TEXT PASSAGE:
━━━━━━━━━━━━━━━━━━━━━━━━━━━━━━

In this work, RRAM devices with different switching layers (HfO_x and TaO_x) were fabricated using a standard CMOS process technology (65 nm) for benchmark comparison of their potential for analog performance and utility in neural network training and accelerator approaches. Analog switching experiments with pulse length as short as 300 ps demonstrated the ability to achieve 35 analog states with TaO_x versus 29 states with HfO_x, with TaO_x having lower off-state conductance, which is amenable to low power operation. We report the impact of pulse amplitudes on symmetry point convergence was systematically studied for the first time. Finally, we adopted an analog fully in-memory training algorithm (TTv2) for system-level benchmarking of neural network training and accuracy, and report on the baseline RRAM device switching data, fitting, and hyperparameter optimization to yield up to 96.4% accuracy versus a floating point peak accuracy of 97%.

Results

Fabricated RRAM device stack

We developed a monolithic integration scheme for embedded RRAM in a 65 nm CMOS process technology based on a 300mm wafer-scale fabrication platform²⁶. The RRAM devices were integrated above high voltage I/O FETs (V_DD = 3.3 V) enabling excellent current control with significantly reduced parasitic capacitance and excellent current compliance control compared to off-chip solutions²⁷. RRAM devices were integrated between metal 1 (M1) and metal 2 (M2) interconnect layers in the back end of the line on top of a custom TiN bottom electrode layer (V0). A custom dual-damascene approach (within back end of the line (BEOL) compatible thermal budget of 430 °C) was developed for the via 1 (V1) and M2 enabling the simultaneous connection of V1 to the top of the RRAM and M1. Both HfO_x and TaO_x devices have the same electrode size and are fabricated using the same mask set. The lateral dimension of the devices is defined by the bottom electrode (with target dimensions of 120 nm x 120 nm). RRAM devices consist of four layers, starting with the separately structured TiN V0 bottom electrode (Fig. 1e). The metal oxide switching layer, HfO_x (6.3 nm) or TaO_x (7 nm), was followed by either Ti (6 nm) or Ta (12 nm) oxygen scavenger layer, respectively, and with a TiN (40 nm) top and TiN bottom (20 nm) electrode. The oxygen scavenging layer creates an oxygen vacancy gradient and increases the ion mobility within the switching layer²⁸. Both HfOx and TaOx device stacks were optimized to achieve forming voltage compatible with the high voltage IO transistor (3.3 V) offered by 65 nm technology node (Supplementary Material). Figure 3 shows a high-resolution STEM image from an aberration-corrected Titan S/TEM including energy-dispersive X-ray (EDX) spectroscopy imaging of the HfO_x and TaO_x-based RRAM devices.

━━━━━━━━━━━━━━━━━━━━━━━━━━━━━━

AIM: Decide whether each statement agrees with the RRAM passage, answering yes or no and quoting the words that settle it: 1. The HfO_x switching layer is thicker than the TaO_x switching layer. 2. TaO_x devices reached more analog states than HfO_x devices. 3. The RRAM devices sit between the metal 2 and metal 3 interconnect layers. The rows that follow have no connection to the RRAM passage.

━━━━━━━━━━━━━━━━━━━━━━━━━━━━━━

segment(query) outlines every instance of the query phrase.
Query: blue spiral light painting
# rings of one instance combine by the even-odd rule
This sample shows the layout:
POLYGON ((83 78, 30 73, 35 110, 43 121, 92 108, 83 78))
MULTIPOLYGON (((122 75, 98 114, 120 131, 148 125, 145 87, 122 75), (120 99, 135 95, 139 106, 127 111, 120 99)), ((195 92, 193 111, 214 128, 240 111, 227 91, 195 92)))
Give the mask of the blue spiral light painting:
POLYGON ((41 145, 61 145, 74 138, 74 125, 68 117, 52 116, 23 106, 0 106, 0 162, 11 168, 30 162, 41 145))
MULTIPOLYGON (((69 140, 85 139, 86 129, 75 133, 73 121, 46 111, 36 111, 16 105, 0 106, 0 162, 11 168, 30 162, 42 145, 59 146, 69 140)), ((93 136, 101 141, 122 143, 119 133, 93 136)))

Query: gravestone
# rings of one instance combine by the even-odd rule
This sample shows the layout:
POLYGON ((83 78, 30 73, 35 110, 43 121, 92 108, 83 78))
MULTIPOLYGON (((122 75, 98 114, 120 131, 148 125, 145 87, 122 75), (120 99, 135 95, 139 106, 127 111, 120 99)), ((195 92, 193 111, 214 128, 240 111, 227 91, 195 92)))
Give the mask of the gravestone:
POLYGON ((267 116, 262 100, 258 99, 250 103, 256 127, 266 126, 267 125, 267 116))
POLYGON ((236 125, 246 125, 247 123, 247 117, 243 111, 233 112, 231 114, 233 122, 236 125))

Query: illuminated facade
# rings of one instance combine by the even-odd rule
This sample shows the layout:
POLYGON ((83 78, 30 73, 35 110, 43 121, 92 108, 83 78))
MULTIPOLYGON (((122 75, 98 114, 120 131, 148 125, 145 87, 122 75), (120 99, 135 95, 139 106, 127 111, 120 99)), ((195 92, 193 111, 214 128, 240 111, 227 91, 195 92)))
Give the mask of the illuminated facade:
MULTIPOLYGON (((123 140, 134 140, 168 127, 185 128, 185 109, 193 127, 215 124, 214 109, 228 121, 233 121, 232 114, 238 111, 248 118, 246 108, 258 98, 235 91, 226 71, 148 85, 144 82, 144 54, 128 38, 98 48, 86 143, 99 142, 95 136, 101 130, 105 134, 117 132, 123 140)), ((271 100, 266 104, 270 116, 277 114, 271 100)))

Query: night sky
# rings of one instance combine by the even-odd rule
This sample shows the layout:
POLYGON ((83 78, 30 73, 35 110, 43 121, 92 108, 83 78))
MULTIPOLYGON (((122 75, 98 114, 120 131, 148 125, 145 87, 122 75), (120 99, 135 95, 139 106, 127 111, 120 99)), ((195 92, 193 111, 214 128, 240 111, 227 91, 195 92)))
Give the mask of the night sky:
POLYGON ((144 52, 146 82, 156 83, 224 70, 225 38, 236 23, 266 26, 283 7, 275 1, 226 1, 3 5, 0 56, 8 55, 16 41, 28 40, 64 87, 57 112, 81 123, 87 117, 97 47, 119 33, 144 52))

━━━━━━━━━━━━━━━━━━━━━━━━━━━━━━

FINISHED EXERCISE:
1. No: "HfO_x (6.3 nm) or TaO_x (7 nm)"
2. Yes: "35 analog states with TaO_x versus 29 states with HfO_x"
3. No: "RRAM devices were integrated between metal 1 (M1) and metal 2 (M2) interconnect layers"